Introduction
The International Edition of SNOMED CT contains three release types (Full, Snapshot and Delta) and each of these release types include 20 files (2019-07-31 release). Each of those files has a distinct structure representing either a type of component (e.g. concept, relationship or description) or a type of reference set. SNOMED CT Extensions contain additional files and most of these conform to the same structure as one of the International Edition release files 1 .
When designing a database to accommodate SNOMED CT release files, decisions need to be made about the names to give to each of the database tables. One option is to give the tables exactly the same names as the release files they represent. However, analysis of the release file naming conventions indicates that these conventions are not directly applicable to table names.
SNOMED CT release file naming conventions include some elements that represent information about the provenance, language and release date of a specific file. This information is useful and in some cases essential as a way of distinguishing releases files. However, this information is neither essential nor helpful when naming tables that may contain data from different SNOMED CT versions, editions and extensions.The release file naming conventions do however include some essential elements that relate directly to the specification of the nature and structure of the data they contain. The following sections provide a summary of the release file naming conventions, identify the elements in release file names that are relevant to database table naming and describe a set rules that can be applied to derive consistent table names from release file names.
Release File Naming
All SNOMED CT release file are named in accordance with the 3.3.2 Release File Naming Convention. The naming conventions result in names that can be decomposed into parts as illustrated by examples with color coding in .
Description of the pattern or file illustrated | Example release file names |
General pattern2 | prefix_[refsetPattern]componentType_[refsetType][extensionName]releaseType[-language]_country_releaseDate.txt |
International edition full release concepts file for 2019-07-31 | sct2_Concept_Full_INT_20190731.txt |
International edition snapshot release english descriptions file | sct2_Description_Snapshot-en_INT_20190731.txt |
Spanish extension full release spanish descriptions file | sct2_Description_SpanishExtensionFull-es_INT_20190430.txt |
International edition snapshot release extended maps reference set file | der2_iisssccRefset_ExtendedMapSnapshot_INT_20190731.txt |
Spanish extension full release spanish language reference set file | der2_cRefset_LanguageSpanishExtensionFull-es_INT_20190430.txt |
International edition snapshot release english language reference set file | der2_cRefset_LanguageSnapshot-en_INT_20190731.txt |
File Name Element Relevance to Table Names
identifies the elements of the release file naming pattern that are relevant to the naming of the database tables containing content from those files. It also outlines the reasons why some elements that form an important part of the release file names can or should be omitted from the relevant database table names.

# Input records
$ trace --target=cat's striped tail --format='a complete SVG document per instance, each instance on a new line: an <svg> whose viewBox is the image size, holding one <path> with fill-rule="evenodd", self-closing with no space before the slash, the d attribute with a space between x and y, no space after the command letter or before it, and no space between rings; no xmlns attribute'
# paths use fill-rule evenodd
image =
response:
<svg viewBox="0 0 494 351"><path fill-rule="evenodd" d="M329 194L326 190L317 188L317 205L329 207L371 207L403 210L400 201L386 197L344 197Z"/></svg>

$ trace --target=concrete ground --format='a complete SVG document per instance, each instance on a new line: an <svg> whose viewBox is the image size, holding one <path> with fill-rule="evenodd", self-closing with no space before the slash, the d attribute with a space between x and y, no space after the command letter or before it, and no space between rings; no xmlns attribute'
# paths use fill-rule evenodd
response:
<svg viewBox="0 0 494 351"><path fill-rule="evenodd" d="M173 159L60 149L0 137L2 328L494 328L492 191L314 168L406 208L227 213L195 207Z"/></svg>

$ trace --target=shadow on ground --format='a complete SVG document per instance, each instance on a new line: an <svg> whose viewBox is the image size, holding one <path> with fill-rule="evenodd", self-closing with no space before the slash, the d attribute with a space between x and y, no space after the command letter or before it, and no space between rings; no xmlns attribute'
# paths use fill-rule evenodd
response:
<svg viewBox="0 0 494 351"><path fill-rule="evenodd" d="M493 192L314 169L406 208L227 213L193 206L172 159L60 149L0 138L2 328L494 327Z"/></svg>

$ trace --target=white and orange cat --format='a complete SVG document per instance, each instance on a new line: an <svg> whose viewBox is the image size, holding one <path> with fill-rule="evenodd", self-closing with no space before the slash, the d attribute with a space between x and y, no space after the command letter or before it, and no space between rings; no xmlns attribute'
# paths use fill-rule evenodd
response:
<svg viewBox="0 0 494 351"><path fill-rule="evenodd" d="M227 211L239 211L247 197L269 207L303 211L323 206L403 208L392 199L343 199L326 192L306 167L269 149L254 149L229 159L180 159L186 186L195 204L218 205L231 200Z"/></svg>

# Problems and tasks
a: Reproduce the records verbatim, from their first line through the line containing "192L314 169L406 208L227", with both ends included.
b: Write the continuation of the text on SNOMED CT release file and table naming, beginning right after its final sentence.

# In response
a:
$ trace --target=cat's striped tail --format='a complete SVG document per instance, each instance on a new line: an <svg> whose viewBox is the image size, holding one <path> with fill-rule="evenodd", self-closing with no space before the slash, the d attribute with a space between x and y, no space after the command letter or before it, and no space between rings; no xmlns attribute'
# paths use fill-rule evenodd
image =
response:
<svg viewBox="0 0 494 351"><path fill-rule="evenodd" d="M329 194L326 190L317 188L317 205L329 207L371 207L403 210L400 201L386 197L344 197Z"/></svg>

$ trace --target=concrete ground --format='a complete SVG document per instance, each instance on a new line: an <svg> whose viewBox is the image size, holding one <path> with fill-rule="evenodd", self-closing with no space before the slash, the d attribute with a space between x and y, no space after the command letter or before it, and no space between rings; no xmlns attribute'
# paths use fill-rule evenodd
response:
<svg viewBox="0 0 494 351"><path fill-rule="evenodd" d="M173 159L60 149L0 137L2 328L494 328L492 191L314 168L406 208L227 213L195 207Z"/></svg>

$ trace --target=shadow on ground --format='a complete SVG document per instance, each instance on a new line: an <svg> whose viewBox is the image size, holding one <path> with fill-rule="evenodd", self-closing with no space before the slash, the d attribute with a space between x and y, no space after the command letter or before it, and no space between rings; no xmlns attribute'
# paths use fill-rule evenodd
response:
<svg viewBox="0 0 494 351"><path fill-rule="evenodd" d="M493 192L314 169L406 208L227 213L193 206L172 159L60 149L0 138L2 328L494 327Z"/></svg>

b:
Filename Element | Relevant to Table Name | Explanation |
---|---|---|
prefix | No | The prefix sct2 or der2 distinguishes components from derivatives (refsets). This information is present in the componentType and refsetType. |
refsetPattern | No | This information relates to the datatypes of additional columns in the file and the table. The table structure includes the required columns so there is no reason to include this in the table name. |
componentType | Yes | This is essential as it indicates either the type of components represented in the table or that this is a reference set |
refsetType | Yes | This is essential to distinguish the tables representing different reference set types (and not present in other file names). |
extensionName | No | This is not required as data from extensions files should be included in the same tables as the equivalent data from the international release. Individual records maintained in extensions can be distinguished by moduleId |
releaseType | Yes | This is essential if importing data from both the full and snapshot release. However, since this is a fundamental grouping, it is probably sensible for this to be a prefix to the table name. Otherwise with long table names this key distinction may be easier to miss. A short prefix denoting release types with a convention that also allows database views to be named in a similar consistent manner is recommended. |
language | No | This is not applicable to the description table name. All descriptions should be accommodated in a single table with the languageCode column indicating the language of the associated term. Similarly it is not applicated to a language reference set table name. All language reference sets should be accommodated in a single table with the refsetId column indicating the language and dialect of each language preference. |
country | No | This is not required in the table name as the country or other point of origin of the components and reference set members is indicated by the moduleId. |
releaseDate | No | This is not required as data from many releases is included in the full release file tables. In the case of the snapshot it would be possible to include the date of the snapshot in the table name. However this is not recommended because, as noted in 4.2. Release Type Options multiple sets of tables representing different snapshot releases multiply the required storage capacity required. |
Deriving Table Names from Release File Names
The analysis in , identifies three elements in the release file name that are relevant to table names. There are various ways in which table names could be derived by combining these elements and one of these is shown in . The end result (shown in ) is a set of table names that:
- Are as short as possible while clearly identifying:
- The release type from which they are derived
- The component or reference set type specification to which they conform
- Are not specific to a particular SNOMED CT release or edition.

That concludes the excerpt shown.